Your instructions ->
Find the line that contains "Q: For each instance of the navy". Then set down that line and all the lines after it, to the end of the records, exactly and with nothing added.

Data supplied ->
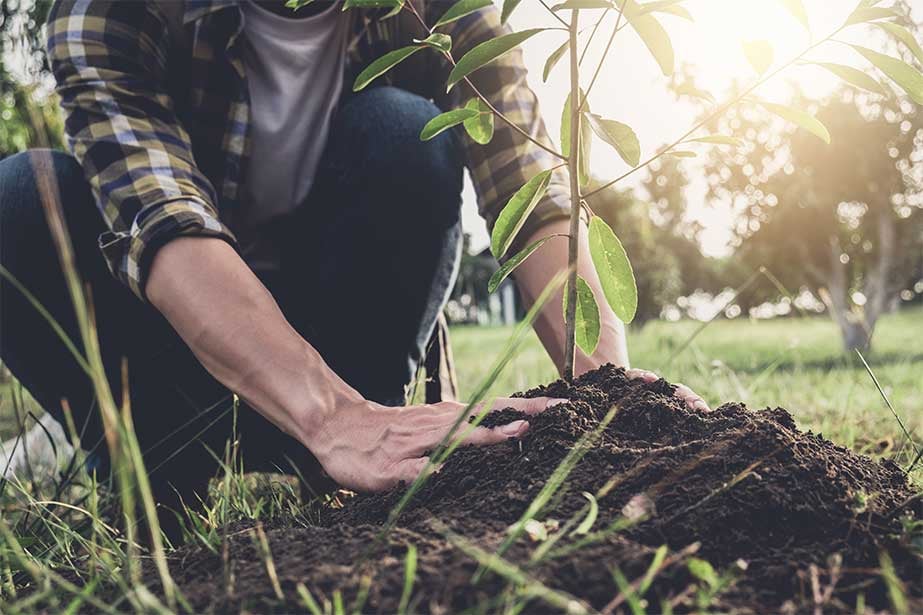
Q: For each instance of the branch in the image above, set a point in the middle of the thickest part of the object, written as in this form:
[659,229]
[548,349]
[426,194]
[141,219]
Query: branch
[494,110]
[554,14]
[602,61]
[573,162]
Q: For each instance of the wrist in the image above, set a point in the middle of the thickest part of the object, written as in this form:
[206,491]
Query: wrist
[323,396]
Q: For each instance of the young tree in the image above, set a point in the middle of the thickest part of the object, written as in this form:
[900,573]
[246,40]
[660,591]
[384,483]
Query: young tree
[580,123]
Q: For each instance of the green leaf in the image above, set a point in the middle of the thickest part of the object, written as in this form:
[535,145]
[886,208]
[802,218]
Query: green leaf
[487,52]
[507,268]
[614,269]
[717,140]
[587,524]
[900,72]
[444,121]
[553,59]
[652,34]
[656,562]
[854,76]
[514,214]
[620,136]
[865,14]
[437,40]
[586,319]
[803,119]
[410,575]
[582,4]
[703,571]
[796,8]
[382,65]
[903,35]
[481,126]
[759,54]
[583,161]
[508,7]
[460,9]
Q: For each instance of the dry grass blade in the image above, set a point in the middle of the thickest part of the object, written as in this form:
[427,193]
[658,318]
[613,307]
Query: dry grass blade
[894,413]
[262,545]
[123,446]
[555,481]
[448,444]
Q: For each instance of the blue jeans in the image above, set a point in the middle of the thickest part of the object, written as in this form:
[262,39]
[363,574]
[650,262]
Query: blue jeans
[367,265]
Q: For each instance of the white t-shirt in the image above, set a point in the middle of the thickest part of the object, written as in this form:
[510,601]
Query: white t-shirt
[294,70]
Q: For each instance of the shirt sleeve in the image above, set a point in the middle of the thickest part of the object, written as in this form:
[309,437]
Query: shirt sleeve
[501,167]
[110,60]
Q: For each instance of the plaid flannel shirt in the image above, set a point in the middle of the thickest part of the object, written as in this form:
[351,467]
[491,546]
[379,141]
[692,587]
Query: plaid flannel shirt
[157,111]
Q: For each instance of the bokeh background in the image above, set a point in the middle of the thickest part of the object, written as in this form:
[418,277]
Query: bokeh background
[762,268]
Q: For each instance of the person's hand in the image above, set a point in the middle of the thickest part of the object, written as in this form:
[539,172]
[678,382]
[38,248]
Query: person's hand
[365,446]
[684,393]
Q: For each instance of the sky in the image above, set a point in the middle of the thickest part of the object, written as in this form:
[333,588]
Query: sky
[631,88]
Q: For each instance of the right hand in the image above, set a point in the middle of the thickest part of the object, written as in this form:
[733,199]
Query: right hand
[366,446]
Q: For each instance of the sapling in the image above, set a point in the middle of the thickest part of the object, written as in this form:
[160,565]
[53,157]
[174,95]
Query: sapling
[580,123]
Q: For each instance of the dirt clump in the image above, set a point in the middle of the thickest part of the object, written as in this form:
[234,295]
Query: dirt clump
[788,520]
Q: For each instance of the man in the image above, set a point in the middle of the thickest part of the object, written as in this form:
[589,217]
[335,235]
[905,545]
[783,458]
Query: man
[299,239]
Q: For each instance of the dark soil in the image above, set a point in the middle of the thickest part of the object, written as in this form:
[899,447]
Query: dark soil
[783,515]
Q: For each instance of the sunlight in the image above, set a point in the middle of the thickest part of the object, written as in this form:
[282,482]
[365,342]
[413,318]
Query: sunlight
[633,90]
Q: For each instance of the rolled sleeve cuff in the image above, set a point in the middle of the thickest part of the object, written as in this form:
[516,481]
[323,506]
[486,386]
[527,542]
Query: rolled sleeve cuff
[130,254]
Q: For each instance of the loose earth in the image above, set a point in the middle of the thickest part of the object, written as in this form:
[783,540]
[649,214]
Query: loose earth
[787,520]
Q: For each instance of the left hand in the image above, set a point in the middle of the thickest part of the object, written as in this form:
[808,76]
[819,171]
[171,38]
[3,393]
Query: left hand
[684,393]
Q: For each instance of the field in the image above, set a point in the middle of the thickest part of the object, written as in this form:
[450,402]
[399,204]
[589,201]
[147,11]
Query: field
[797,363]
[620,501]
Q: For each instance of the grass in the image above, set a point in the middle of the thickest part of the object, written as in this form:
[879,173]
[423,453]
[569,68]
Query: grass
[796,363]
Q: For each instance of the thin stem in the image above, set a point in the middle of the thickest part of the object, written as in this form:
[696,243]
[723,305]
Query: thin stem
[586,46]
[494,110]
[602,60]
[716,113]
[554,14]
[573,161]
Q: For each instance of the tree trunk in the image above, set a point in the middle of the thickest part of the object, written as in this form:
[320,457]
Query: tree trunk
[854,328]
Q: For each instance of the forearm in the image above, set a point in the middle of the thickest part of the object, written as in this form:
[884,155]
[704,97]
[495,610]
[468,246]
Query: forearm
[237,331]
[538,270]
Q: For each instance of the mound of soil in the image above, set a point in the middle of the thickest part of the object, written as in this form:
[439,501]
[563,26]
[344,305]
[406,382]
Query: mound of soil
[788,520]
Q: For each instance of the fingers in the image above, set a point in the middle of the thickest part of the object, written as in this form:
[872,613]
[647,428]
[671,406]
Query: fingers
[687,395]
[691,398]
[641,374]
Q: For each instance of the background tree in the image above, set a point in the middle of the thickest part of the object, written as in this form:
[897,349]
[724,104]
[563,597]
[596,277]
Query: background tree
[844,221]
[29,115]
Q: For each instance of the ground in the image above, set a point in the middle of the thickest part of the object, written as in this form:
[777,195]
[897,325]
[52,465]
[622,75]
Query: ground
[785,517]
[795,363]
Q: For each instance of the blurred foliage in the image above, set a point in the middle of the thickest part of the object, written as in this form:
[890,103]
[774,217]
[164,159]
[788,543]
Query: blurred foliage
[29,115]
[844,221]
[660,243]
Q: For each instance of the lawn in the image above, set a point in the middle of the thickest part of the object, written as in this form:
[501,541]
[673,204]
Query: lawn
[795,363]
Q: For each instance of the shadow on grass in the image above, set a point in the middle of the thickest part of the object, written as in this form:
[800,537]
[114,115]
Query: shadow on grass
[831,363]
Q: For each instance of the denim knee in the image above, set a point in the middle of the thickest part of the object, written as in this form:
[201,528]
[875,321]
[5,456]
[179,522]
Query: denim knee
[24,234]
[379,131]
[20,200]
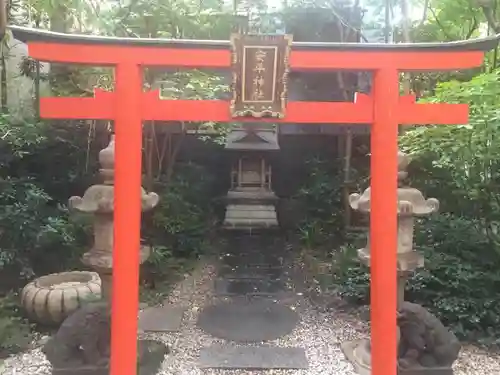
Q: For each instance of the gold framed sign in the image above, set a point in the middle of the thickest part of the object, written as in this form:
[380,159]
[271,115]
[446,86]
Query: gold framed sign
[260,67]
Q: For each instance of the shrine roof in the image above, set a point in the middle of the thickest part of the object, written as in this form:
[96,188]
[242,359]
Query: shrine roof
[25,34]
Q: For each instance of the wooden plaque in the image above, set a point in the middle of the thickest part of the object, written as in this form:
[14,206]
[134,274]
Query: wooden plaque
[260,69]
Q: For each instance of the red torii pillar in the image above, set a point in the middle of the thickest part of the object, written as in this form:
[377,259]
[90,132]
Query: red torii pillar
[128,106]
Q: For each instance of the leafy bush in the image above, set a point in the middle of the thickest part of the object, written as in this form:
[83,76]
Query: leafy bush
[37,235]
[15,332]
[180,224]
[460,165]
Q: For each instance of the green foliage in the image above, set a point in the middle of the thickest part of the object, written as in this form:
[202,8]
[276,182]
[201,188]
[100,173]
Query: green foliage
[460,165]
[459,282]
[321,198]
[16,333]
[180,225]
[37,234]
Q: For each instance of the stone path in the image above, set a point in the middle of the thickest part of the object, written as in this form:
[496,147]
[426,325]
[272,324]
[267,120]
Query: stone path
[252,276]
[319,333]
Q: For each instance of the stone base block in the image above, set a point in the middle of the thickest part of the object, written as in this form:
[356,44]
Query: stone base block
[351,350]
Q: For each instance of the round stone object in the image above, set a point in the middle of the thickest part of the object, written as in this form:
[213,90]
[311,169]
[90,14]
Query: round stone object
[51,298]
[248,320]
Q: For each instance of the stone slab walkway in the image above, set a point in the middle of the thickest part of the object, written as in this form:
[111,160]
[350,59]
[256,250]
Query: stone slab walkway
[318,333]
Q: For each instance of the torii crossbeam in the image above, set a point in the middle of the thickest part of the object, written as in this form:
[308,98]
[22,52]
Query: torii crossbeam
[129,106]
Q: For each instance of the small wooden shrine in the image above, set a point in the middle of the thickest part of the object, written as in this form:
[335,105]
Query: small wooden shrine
[251,200]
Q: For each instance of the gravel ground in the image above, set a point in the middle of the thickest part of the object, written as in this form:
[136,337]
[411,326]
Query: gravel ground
[320,333]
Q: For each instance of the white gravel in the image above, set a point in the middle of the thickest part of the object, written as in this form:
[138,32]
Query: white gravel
[319,333]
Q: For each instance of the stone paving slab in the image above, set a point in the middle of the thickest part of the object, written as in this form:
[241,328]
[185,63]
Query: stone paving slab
[244,320]
[252,357]
[241,286]
[161,319]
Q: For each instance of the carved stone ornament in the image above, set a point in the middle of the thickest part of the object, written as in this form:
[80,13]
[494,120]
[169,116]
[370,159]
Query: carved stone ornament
[260,66]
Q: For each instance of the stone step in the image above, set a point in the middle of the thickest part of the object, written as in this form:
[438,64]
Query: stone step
[252,357]
[253,260]
[251,207]
[250,287]
[249,272]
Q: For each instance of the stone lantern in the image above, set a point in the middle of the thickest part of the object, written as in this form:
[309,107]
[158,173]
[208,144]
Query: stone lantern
[99,201]
[411,204]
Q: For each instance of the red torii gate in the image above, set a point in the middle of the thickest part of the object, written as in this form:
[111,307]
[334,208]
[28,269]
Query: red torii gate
[129,106]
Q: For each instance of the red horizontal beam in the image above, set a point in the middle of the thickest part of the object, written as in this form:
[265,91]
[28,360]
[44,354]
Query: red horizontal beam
[360,112]
[219,58]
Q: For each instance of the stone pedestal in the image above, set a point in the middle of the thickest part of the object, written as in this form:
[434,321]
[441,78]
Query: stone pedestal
[98,200]
[357,352]
[411,204]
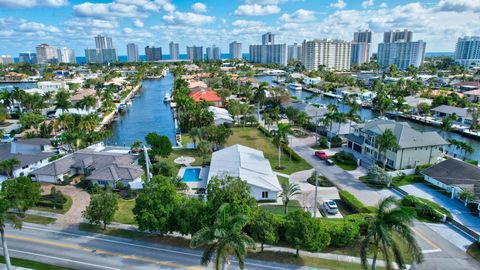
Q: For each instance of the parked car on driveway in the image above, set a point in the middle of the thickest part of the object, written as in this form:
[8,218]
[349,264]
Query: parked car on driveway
[330,207]
[321,155]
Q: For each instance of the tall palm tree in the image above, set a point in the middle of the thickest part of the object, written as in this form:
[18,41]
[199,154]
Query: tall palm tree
[281,137]
[389,227]
[224,238]
[288,191]
[386,141]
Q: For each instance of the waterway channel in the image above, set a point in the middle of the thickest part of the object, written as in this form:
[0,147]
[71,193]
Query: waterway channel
[368,114]
[148,113]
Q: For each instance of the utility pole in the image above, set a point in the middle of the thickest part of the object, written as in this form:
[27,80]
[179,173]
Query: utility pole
[147,162]
[315,202]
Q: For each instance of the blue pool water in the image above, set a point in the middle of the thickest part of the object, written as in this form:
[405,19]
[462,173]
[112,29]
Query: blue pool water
[191,175]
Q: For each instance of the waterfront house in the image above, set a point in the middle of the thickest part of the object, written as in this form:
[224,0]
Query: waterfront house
[206,94]
[463,117]
[454,176]
[32,154]
[98,167]
[415,147]
[220,116]
[473,95]
[251,166]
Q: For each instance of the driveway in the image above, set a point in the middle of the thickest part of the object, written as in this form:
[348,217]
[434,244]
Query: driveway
[80,199]
[342,179]
[456,207]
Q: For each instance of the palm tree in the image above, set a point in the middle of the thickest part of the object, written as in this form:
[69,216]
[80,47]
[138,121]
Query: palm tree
[7,166]
[389,226]
[281,137]
[288,191]
[224,238]
[387,141]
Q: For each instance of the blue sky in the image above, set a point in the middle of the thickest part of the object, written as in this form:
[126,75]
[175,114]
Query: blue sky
[73,23]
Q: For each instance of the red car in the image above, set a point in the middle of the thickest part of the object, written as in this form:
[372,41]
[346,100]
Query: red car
[321,155]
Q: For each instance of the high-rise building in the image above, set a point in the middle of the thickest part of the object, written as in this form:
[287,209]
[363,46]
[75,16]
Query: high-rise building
[294,52]
[174,51]
[397,35]
[46,54]
[93,56]
[27,57]
[195,53]
[235,50]
[66,55]
[402,51]
[333,54]
[268,39]
[109,55]
[361,47]
[467,52]
[268,52]
[103,42]
[213,53]
[153,53]
[132,52]
[6,59]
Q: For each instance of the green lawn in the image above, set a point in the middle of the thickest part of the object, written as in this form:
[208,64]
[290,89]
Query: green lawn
[252,137]
[293,205]
[66,207]
[32,264]
[38,219]
[124,213]
[289,258]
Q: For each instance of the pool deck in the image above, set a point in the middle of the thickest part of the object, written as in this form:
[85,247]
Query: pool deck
[193,186]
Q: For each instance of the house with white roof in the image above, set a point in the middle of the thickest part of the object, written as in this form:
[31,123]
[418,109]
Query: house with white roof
[251,166]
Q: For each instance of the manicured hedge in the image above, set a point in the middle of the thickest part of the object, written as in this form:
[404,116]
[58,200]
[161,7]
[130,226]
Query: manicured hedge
[265,131]
[354,203]
[424,209]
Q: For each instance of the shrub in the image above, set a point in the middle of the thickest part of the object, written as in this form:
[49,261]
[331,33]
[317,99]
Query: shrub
[354,203]
[289,151]
[265,131]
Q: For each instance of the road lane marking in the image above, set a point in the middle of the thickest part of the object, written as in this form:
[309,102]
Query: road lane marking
[425,238]
[100,237]
[62,259]
[97,251]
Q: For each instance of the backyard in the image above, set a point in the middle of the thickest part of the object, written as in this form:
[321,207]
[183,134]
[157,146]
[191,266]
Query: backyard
[253,138]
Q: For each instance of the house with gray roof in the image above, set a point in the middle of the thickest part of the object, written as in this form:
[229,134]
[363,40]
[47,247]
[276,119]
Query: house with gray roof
[32,154]
[454,176]
[99,167]
[415,147]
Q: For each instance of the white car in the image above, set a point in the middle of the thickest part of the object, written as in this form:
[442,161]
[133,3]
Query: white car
[330,207]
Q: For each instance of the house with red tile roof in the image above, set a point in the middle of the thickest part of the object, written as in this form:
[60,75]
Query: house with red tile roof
[208,95]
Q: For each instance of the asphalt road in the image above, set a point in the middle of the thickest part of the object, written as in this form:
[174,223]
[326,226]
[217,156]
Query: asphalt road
[80,250]
[439,253]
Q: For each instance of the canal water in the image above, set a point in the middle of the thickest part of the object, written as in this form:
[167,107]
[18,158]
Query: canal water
[367,114]
[148,113]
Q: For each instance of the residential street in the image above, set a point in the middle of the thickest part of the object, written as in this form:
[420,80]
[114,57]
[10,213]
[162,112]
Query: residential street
[79,250]
[439,252]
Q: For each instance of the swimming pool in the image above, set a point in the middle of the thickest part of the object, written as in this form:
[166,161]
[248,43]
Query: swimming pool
[192,175]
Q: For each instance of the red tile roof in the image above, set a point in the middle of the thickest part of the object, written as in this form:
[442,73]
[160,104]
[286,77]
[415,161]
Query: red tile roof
[207,95]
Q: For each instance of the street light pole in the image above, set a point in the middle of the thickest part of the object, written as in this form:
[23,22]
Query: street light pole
[315,202]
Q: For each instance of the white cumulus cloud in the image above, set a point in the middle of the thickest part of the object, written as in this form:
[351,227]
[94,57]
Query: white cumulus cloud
[187,18]
[256,10]
[300,15]
[32,3]
[339,4]
[199,7]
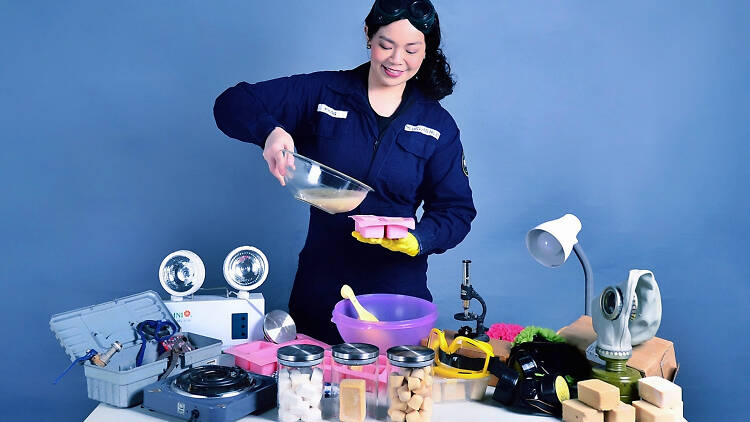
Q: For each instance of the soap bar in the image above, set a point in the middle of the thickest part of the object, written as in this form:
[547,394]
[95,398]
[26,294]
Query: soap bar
[598,394]
[352,400]
[659,392]
[577,411]
[647,412]
[622,413]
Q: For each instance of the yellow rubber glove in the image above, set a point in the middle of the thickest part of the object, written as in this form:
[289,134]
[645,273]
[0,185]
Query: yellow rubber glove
[408,245]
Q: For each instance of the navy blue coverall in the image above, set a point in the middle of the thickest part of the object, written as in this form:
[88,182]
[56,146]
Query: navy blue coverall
[418,157]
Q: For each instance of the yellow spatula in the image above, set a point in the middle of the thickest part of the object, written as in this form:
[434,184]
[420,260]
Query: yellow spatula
[364,314]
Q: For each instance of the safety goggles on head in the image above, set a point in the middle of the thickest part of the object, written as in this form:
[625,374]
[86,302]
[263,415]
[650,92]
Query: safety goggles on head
[420,13]
[462,358]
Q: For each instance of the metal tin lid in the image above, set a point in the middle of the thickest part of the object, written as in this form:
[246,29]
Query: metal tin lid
[355,352]
[301,353]
[279,327]
[245,268]
[411,356]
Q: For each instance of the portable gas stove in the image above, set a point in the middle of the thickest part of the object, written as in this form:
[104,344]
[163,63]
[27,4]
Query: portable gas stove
[212,393]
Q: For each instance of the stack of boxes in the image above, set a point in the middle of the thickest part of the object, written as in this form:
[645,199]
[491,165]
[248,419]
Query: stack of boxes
[598,401]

Worked answer ->
Q: For each instance of the navy blue coverall in the image above, set a point in the middle of the thickest part of the object, written as in this form:
[88,182]
[56,146]
Query: navy blue coverall
[418,157]
Q: For each instance of the yellow spatula in the image above, set a point in the middle of the thickest part of the object, written as in this form:
[434,184]
[420,260]
Query: yellow spatula
[364,314]
Q: For each instance of the safety goggles on head in the image above, set a point in the middle of the thickest part of the object, written as in this form:
[625,374]
[86,302]
[263,415]
[650,92]
Query: safety goggles on head
[420,13]
[462,358]
Q: For each instance of the metal tin lid in the image above, set a point in the middle of the thickest part of the object, written as in this form:
[246,29]
Query: metal tin lid
[355,352]
[301,353]
[279,327]
[245,268]
[411,356]
Q: For each instance of the portable gas stove in the image above, set a point in the middle of the thickest part of the object, written as in this form:
[104,344]
[163,63]
[27,4]
Query: portable gas stove
[212,393]
Q: For each instance of the stack of boxes in the image above, set a point in the middle of the thickest part of the object, written as in this form:
[645,199]
[491,165]
[248,419]
Query: stack of boxes
[598,401]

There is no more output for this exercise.